Problem to work on
Retype the lines that begin with the line containing "# give the mask of every instance of the stainless" and end with the line containing "[[[219,62],[220,60],[216,59],[208,59],[207,64],[219,63]]]", and leave the pictures out of your answer.

Data rows
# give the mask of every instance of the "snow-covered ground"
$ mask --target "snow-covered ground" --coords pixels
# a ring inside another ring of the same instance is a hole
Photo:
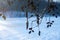
[[[31,18],[34,20],[35,18]],[[29,19],[31,22],[32,20]],[[26,30],[26,18],[7,18],[0,19],[0,40],[60,40],[60,17],[55,20],[52,27],[46,27],[45,17],[40,25],[41,35],[38,36],[38,28],[34,28],[35,32],[28,34]],[[35,24],[34,24],[35,26]]]

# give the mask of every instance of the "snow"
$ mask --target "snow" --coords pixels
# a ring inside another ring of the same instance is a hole
[[[26,18],[7,18],[6,20],[0,19],[0,40],[60,40],[60,17],[55,20],[52,27],[46,27],[46,18],[40,25],[41,35],[38,36],[38,28],[34,28],[34,33],[28,34],[26,30]],[[47,17],[48,19],[48,17]],[[30,23],[35,18],[29,19]],[[33,24],[35,26],[35,24]]]

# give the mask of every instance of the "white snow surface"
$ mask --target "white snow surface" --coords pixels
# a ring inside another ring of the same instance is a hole
[[[47,17],[48,19],[48,17]],[[31,23],[35,18],[29,19]],[[38,28],[34,28],[34,33],[28,34],[26,30],[26,18],[7,18],[6,20],[0,19],[0,40],[60,40],[60,17],[55,20],[52,27],[46,27],[46,18],[40,25],[41,35],[38,36]],[[33,24],[36,25],[35,23]],[[30,26],[29,26],[30,27]]]

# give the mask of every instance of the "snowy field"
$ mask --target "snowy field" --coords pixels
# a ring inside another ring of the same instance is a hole
[[[34,20],[34,18],[31,18]],[[32,20],[29,19],[31,22]],[[46,27],[46,19],[40,25],[41,35],[38,36],[38,28],[34,28],[35,32],[28,34],[26,30],[26,18],[7,18],[6,20],[0,19],[0,40],[60,40],[60,17],[55,20],[52,27]],[[35,24],[33,24],[35,26]]]

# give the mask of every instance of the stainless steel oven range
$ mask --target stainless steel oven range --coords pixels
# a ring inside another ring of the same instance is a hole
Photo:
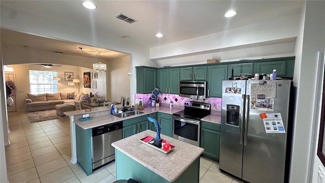
[[[211,105],[185,102],[184,110],[173,114],[173,137],[200,146],[201,119],[211,114]]]

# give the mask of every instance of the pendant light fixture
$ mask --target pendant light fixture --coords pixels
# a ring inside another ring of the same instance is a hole
[[[101,51],[99,51],[99,53],[95,54],[91,54],[87,53],[86,53],[82,50],[82,47],[79,47],[79,48],[83,52],[88,54],[91,56],[95,56],[97,55],[99,55],[100,59],[98,63],[92,64],[92,69],[94,70],[98,73],[103,73],[106,72],[106,65],[105,64],[102,63],[101,62]]]
[[[92,69],[96,72],[103,73],[106,72],[106,65],[101,62],[101,51],[99,52],[100,60],[98,63],[92,64]]]

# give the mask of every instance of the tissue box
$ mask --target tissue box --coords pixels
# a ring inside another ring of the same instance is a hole
[[[219,62],[220,60],[216,59],[208,59],[207,64],[219,63]]]

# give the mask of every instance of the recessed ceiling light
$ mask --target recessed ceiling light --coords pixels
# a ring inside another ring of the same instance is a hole
[[[96,8],[97,8],[97,7],[96,6],[96,5],[95,5],[95,4],[89,2],[83,2],[82,3],[82,6],[85,7],[85,8],[86,8],[90,9],[91,10],[95,9]]]
[[[224,14],[224,16],[225,17],[233,17],[235,15],[236,15],[236,14],[237,14],[237,12],[236,11],[233,11],[233,10],[231,10],[231,11],[229,11],[227,12],[227,13],[226,13]]]
[[[161,33],[158,33],[156,35],[156,37],[157,38],[161,38],[164,36],[164,35]]]

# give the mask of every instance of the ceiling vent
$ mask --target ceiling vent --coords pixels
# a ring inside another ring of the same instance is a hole
[[[134,18],[132,18],[129,17],[127,15],[124,15],[124,14],[123,14],[122,13],[120,13],[118,14],[117,15],[114,16],[114,17],[116,17],[116,18],[117,18],[118,19],[120,19],[121,20],[124,20],[124,21],[125,21],[126,22],[128,22],[129,23],[132,23],[135,22],[136,21],[138,21],[138,20],[136,20],[136,19],[135,19]]]

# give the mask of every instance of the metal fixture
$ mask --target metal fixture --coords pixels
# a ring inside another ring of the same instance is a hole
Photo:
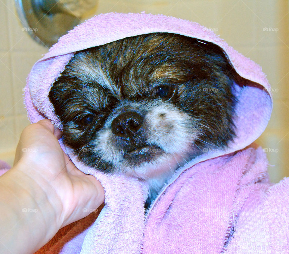
[[[38,42],[50,47],[81,23],[95,8],[96,0],[15,0],[23,27]]]

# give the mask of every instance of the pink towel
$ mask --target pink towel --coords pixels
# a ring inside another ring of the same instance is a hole
[[[242,150],[267,125],[272,109],[270,86],[259,66],[204,27],[144,14],[108,13],[85,21],[33,67],[24,99],[30,121],[46,117],[61,128],[48,94],[76,51],[156,32],[196,38],[223,49],[242,77],[234,85],[237,136],[227,149],[209,150],[177,170],[146,216],[145,184],[85,166],[61,144],[80,170],[101,182],[105,204],[95,222],[66,244],[61,253],[288,253],[288,179],[271,186],[262,150]]]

Output below
# give the mask of every instance of the stainless steel oven range
$ mask --target stainless steel oven range --coords pixels
# a ring inside another ring of the same instance is a hole
Photo:
[[[211,105],[185,102],[184,110],[173,114],[173,137],[200,146],[201,119],[211,114]]]

# give the mask of every instance of the pendant light fixture
$ mask --target pendant light fixture --coords pixels
# a ring inside another ring of the same instance is a hole
[[[101,51],[99,51],[99,53],[95,54],[91,54],[87,53],[86,53],[82,50],[82,47],[79,47],[79,48],[83,52],[88,54],[91,56],[95,56],[97,55],[99,55],[100,59],[98,63],[92,64],[92,69],[94,70],[98,73],[103,73],[106,72],[106,65],[105,64],[102,63],[101,62]]]
[[[92,69],[96,72],[103,73],[106,72],[106,65],[101,62],[101,51],[99,52],[100,60],[98,63],[92,64]]]

# give the mask of every instance of the tissue box
$ mask --target tissue box --coords pixels
# a ring inside another ring of the same instance is a hole
[[[219,62],[220,60],[216,59],[208,59],[207,64],[219,63]]]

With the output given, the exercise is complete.